-- PROBLEM STATEMENT --
Copy out every record below exactly as written, but leave out any pictures.
───── EXERCISE MATERIALS
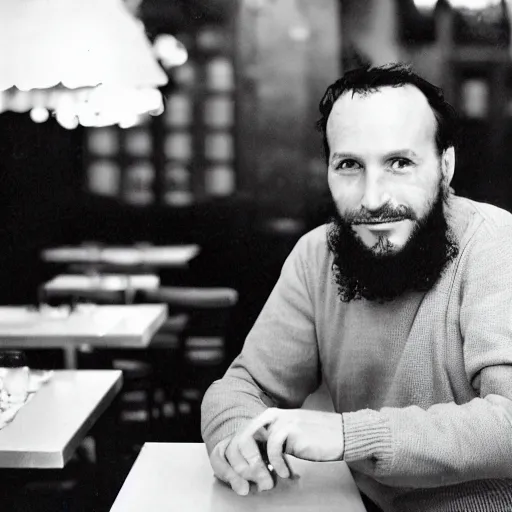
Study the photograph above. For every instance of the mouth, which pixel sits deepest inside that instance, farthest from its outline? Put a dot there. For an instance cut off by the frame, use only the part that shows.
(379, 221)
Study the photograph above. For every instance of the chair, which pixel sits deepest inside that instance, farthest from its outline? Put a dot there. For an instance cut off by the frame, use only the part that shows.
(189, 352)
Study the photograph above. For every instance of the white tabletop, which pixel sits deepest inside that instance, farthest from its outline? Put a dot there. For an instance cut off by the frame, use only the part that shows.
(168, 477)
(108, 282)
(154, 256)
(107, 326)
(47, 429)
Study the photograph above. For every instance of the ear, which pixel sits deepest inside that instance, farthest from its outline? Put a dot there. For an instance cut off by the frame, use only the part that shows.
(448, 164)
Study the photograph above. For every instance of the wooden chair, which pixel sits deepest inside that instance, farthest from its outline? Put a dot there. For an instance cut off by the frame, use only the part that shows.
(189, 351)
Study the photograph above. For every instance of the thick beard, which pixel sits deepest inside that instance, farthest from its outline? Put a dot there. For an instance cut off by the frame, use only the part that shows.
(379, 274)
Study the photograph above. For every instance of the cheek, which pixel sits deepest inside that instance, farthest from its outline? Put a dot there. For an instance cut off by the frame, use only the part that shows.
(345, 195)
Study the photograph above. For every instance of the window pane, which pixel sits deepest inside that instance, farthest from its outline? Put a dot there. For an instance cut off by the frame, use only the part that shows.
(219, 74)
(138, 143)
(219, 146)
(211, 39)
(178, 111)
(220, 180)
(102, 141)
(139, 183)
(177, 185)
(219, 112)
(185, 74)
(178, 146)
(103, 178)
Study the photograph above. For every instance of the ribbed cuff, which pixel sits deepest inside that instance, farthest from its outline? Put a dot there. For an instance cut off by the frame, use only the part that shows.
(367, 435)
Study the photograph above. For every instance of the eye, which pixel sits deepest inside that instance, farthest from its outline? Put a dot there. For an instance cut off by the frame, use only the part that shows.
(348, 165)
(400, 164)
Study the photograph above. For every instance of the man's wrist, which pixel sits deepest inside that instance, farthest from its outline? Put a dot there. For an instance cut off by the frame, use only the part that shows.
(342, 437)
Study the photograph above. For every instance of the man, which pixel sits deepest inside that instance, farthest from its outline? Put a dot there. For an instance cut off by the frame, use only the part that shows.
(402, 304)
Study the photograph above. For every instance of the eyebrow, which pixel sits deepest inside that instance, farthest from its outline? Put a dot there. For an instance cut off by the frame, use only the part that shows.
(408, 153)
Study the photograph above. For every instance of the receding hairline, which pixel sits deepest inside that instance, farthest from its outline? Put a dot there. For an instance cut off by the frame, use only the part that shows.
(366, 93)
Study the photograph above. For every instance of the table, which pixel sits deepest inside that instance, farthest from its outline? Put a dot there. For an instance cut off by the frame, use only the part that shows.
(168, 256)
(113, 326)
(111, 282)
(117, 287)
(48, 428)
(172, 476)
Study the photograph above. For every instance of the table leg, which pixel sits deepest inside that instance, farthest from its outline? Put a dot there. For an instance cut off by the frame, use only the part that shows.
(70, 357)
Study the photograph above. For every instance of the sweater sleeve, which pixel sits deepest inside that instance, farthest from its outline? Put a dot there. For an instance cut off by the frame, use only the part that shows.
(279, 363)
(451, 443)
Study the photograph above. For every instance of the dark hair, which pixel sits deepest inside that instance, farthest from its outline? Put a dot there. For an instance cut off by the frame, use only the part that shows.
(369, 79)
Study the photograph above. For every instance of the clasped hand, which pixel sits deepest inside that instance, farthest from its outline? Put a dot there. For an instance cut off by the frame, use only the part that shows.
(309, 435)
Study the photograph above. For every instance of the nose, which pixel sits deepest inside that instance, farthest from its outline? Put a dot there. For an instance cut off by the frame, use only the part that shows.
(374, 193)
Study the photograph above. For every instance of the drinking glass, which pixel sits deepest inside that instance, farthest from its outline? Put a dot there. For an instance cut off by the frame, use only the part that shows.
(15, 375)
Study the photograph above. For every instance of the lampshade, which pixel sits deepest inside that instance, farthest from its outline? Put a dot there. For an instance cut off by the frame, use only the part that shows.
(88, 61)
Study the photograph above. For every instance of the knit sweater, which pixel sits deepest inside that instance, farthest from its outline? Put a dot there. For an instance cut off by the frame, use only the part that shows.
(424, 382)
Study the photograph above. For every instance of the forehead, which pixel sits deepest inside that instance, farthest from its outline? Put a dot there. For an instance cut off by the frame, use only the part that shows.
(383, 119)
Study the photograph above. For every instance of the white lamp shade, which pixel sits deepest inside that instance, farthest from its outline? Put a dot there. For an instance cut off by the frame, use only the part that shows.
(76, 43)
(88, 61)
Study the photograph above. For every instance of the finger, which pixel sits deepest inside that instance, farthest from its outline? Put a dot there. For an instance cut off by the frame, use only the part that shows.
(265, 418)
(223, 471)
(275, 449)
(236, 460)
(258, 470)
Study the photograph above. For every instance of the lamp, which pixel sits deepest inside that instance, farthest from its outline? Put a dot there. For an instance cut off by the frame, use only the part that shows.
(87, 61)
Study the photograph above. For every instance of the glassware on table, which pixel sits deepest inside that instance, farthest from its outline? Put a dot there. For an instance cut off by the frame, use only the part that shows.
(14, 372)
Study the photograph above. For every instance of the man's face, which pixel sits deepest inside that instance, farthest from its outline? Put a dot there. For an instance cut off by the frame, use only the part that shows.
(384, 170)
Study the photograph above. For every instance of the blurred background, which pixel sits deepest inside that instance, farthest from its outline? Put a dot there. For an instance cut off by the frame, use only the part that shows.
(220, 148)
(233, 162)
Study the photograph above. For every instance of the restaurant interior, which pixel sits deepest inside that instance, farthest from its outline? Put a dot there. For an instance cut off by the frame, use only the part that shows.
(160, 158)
──────────
-- PROBLEM SOLUTION --
Study the photograph above. For every instance of the mouth, which pixel sits deepest inside that instance, farthest from its outline? Put a dot there. For an instance cut off by the frame, use only the part that shows.
(379, 221)
Study the photograph above. For every instance of the chair, which pixel sits deepest inside that instance, farthest from its outline? Put a dot there. For an instance cut off by the frame, use only the part that shows.
(189, 352)
Study the photograph above. For every instance of the white tabletop, which pixel sits deepest inside that instance, farthest from its outline? Put a dot there. For an instance cut off by the frame, use only the part that shows.
(168, 477)
(108, 282)
(154, 256)
(107, 326)
(47, 429)
Study the photograph above. For every instance of the ear, which pixel sits deepest inside that instance, farthest from its outline? Put a dot there. For an instance cut off by the frame, use only the part that shows.
(448, 164)
Study the photograph above. For every instance of the wooden chair, which pixel sits deepest inside that instance, farthest from its outline? Put a dot there. For an instance cut off by the frame, use only the part that shows.
(189, 351)
Study the photograph above. For every instance of the thick beard, which pixel sits deepest inside that instance, farthest from its outline? Put a dot there. For an instance cut off by the frame, use only the part that shows.
(379, 274)
Study the photograph above. For every instance of the cheek, which pixel sits deepest inside that instance, farthest from its outline? Put a dot there. For an instance cut off by the frame, use only the part that shows.
(345, 195)
Study the photograph above. For every instance of the window pane, which pixel sits deepest inside that instance, farthest from its outline? Put a dot there. For an instance cut off by the frame, use only the part that shows.
(219, 74)
(138, 143)
(219, 146)
(211, 39)
(178, 111)
(220, 180)
(102, 141)
(139, 183)
(177, 185)
(219, 112)
(185, 74)
(178, 146)
(103, 178)
Study the photograph above. For every instance of the ribbed cuff, which pixel sits deepest inside that instance, farthest from its outline? Put a dot there. For an instance cut off by the frame, use only the part that shows.
(367, 435)
Study the photograph above. For every instance of the eye, which pixel sits deepest inside that instance, farthest from its outline? Put a dot there. For an instance cut off by the frame, use only the part that shows.
(348, 165)
(400, 164)
Study the photograph above. For every instance of the man's wrist, which pixel sits deepest inside that instance, farthest from its outline? Put a dot there. For an instance cut off by the frame, use only the part that shows.
(342, 437)
Study the photograph above. For every instance of the man, which pixel sits deepest inside that instance, farthest from its outline? Put a dot there. For an instance cut off by the frame, use only the part that shows.
(402, 304)
Study the photograph above. For every instance of the eyebrow, which pixel sits deepest inside that instance, farthest from its outline? Put a dot there. For an instance cut off by the frame, use only the part that shows.
(408, 153)
Study the photograph above. For every instance of the receding hairline, which pixel sits deepest inside that instance, farthest from its outline? Put a dot there. For an instance cut off by the frame, use only the part that shows.
(366, 93)
Study the photograph above. For every instance of the table, which pixel sits deepest inside that instance, farthest from its outline? Put a dot there. For an instance cut off by the frame, use only the part that shows.
(168, 256)
(113, 326)
(111, 282)
(117, 287)
(48, 428)
(172, 476)
Study the photograph above. For every instance of the table leg, which pixel sits deepest inside that instance, farthest from its outline? Put a dot there. For an instance cut off by the frame, use only the part that shows.
(70, 357)
Study the photograph above. For every instance of the sweater sleeve, which pixel sits deepest inside that instance, farthest from its outline? Put a dot there. For an instance cut off by the frame, use only the part that shows.
(279, 363)
(451, 443)
Study the photograph above. For every instance of the dark hair, which pixel sits deepest inside that instance, farthest from its outline? Put a dot there. For an instance cut off by the frame, use only the part that shows.
(369, 79)
Study the photograph above. For every instance of the clasped hand, which pixel sits deepest inside that instance, farthest from its outline? Put a dot there. For an instance cut off by the frame, use only the part that shows.
(309, 435)
Study the photograph above. For every instance of the nose, which pixel sits deepest inside that instance, farthest from its outline? Put a dot there. For an instance cut off by the frame, use only the part that shows.
(374, 193)
Study the photograph above. For every instance of the drinking glass, which pixel sits deepest inside that instance, farthest from its outline? Put a dot there. For an instance cut off by the frame, use only the part that shows.
(15, 375)
Study the photograph above. For every instance of the lampshade, which pixel sits deepest inside that instance, farthest from its outline? Put a dot there. For an instance cut off by the frame, use only the part that shows.
(88, 61)
Study the photograph above. For every instance of the knit sweater, which pixel sits deepest inside that instance, farthest from its outline? Put a dot there. For an instance cut off by the frame, use only the part that shows.
(424, 382)
Study the photograph above. For every instance of the forehead, which pixel sits deepest inside that instance, farthest from its outline? Put a dot there. For an instance cut off by the frame, use only the part that shows.
(383, 119)
Study the photograph above. For every instance of the white lamp shade, which pixel sits deepest inside that instance, farthest from its outline? Put a dot there. For an instance cut off by the frame, use only the part that shows.
(76, 43)
(88, 61)
Study the photograph above. For every instance of the finger, which pixel sits deepest inside that instance, farthest from its outline? Put a dot there. For an instance cut off by the frame, use only the part that shows.
(265, 418)
(223, 471)
(275, 449)
(236, 460)
(258, 470)
Study the photograph above. For every instance of the lamp, which pixel sits deepest inside that instance, farthest from its outline? Put a dot there. For an instance cut off by the frame, use only the part that shows.
(87, 61)
Study the photograph above. For every instance of the glassware on table, which pixel sits deepest inside that instance, farthest from its outline? Put a dot there. For an instance cut off by the frame, use only the part that shows.
(14, 372)
Study the photograph above. For every instance of the man's face, which pixel sits deepest inside that instance, farthest from its outline? Put a dot there. For an instance cut off by the frame, use only the part that shows.
(384, 170)
Study the photograph above. For every instance of the blurred background, which pixel sits deepest inside that instance, farthest from its outline? Put a dot there. For an instance cut off by the frame, use only the part that shows.
(220, 148)
(233, 162)
Study the photograph above. For every instance of the restaurant interior, which pixel sits deepest inside that instance, farthest from its outline? Put a dot there. For an instance cut off by the frame, use only the part that shows.
(160, 158)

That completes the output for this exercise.